YOUR OBJECTIVE: Write the next part of the news article below about Thailand's medical marijuana plans, starting right after its final sentence.

GIVEN PASSAGE:

::::

Thailand is ready to accelerate its fledgling medical marijuana program. 

Anutin Charnvirakul, the country’s health minister, said Wednesday that the government will now permit household cultivation of six cannabis plants in an effort to bolster supplies for medicinal products, and provide another potential cash crop for people there.

“We are in the process of changing laws to freely allow the medical use of marijuana,” he said in a speech in Bangkok, as reported by Bloomberg. “We have high confidence that marijuana will be among the major agricultural products for Thai households. We are speeding up the law changes. But there is a process to it.”

The policy change was telegraphed in September, when Charnvirakul’s Bhumjaithai Party announced that it was proposing a bill to make it legal for the country’s households to cultivate up to six cannabis plants.

Charnvirakul, who is also Thailand’s deputy prime minister, has made marijuana legalization a central part of the party’s platform.

Bloomberg reported that he said in his speech that legalization for recreational use is a goal, but it likely won’t come to fruition in the government’s current four-year term, which just began in July (the Bhumjaithai Party is the ruling coalition).

“We need more research and study before we legalize the recreational use of marijuana,” he said.

::::

PROVIDED DATA:
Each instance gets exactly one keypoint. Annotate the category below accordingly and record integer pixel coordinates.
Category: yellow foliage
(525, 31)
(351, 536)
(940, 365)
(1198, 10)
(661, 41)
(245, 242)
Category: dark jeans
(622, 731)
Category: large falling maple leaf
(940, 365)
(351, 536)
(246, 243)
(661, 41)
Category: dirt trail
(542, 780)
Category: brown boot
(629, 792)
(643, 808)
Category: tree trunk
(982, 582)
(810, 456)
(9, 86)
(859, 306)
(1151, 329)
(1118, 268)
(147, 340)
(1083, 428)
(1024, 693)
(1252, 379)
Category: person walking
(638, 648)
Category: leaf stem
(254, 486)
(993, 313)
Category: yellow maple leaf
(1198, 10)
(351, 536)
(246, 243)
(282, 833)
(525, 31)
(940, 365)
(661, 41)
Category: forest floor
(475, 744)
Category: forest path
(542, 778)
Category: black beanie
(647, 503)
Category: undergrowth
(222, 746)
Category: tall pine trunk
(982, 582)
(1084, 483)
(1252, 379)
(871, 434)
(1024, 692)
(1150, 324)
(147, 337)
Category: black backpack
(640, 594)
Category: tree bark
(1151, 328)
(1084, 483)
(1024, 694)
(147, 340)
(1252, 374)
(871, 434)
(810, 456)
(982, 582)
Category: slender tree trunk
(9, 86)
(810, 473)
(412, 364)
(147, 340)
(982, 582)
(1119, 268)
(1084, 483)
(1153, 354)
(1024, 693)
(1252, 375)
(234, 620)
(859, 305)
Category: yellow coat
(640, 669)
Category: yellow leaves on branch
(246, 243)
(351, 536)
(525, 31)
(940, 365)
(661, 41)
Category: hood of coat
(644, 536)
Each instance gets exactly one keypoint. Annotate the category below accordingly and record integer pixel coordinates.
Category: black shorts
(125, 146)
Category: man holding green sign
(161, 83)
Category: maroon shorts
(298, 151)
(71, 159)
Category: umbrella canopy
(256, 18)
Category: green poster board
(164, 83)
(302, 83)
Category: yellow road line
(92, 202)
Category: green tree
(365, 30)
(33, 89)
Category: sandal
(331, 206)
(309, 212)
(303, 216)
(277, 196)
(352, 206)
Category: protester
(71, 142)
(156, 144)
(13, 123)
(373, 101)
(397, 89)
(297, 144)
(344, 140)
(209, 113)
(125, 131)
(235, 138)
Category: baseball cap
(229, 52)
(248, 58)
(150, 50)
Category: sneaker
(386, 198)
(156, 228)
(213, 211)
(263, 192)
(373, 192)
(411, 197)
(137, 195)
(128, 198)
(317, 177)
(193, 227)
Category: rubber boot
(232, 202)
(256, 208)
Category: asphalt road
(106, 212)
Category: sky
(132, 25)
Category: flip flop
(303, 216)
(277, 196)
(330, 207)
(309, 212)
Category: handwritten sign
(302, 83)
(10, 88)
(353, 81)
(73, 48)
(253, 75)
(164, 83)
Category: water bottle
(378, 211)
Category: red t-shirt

::::

RESULT FOR THIS EXERCISE:
Medical Cannabis in Thailand

Such changes are expected in a country that has become a hotbed for marijuana reform. Last year, it became the first southeastern Asian country to legalize medical marijuana. In August, the government began distributing 10,000 bottles of medical cannabis oil to about 4,000 registered patients  around the country.

But the new law merely codified a longstanding tradition in Thailand, where cannabis has long been used for medical purposes.

“Marijuana has always been a part of Thailand’s culture,” said Kitty Chopaka, the chief marketing officer for the pro-legalization group the Highland Network, said last year. “For centuries, farmers would go out to the field, they would use kratom, by chewing the kratom leaves. Then they’d go home and smoke a bong. They’d smoke so that they could eat, relax, and then go to sleep. And then do the same thing all over again.”

Next year, Thailand will host the inaugural World Ganja Festival in a bid to highlight its burgeoning medical marijuana industry. 

The event will include educational seminars, information about technological innovations, and opportunities for business negotiations, and is slated to take place January 29-February 2 at a 40-acre venue near the Nong Yat Reservoir in Nakhon Phanom province.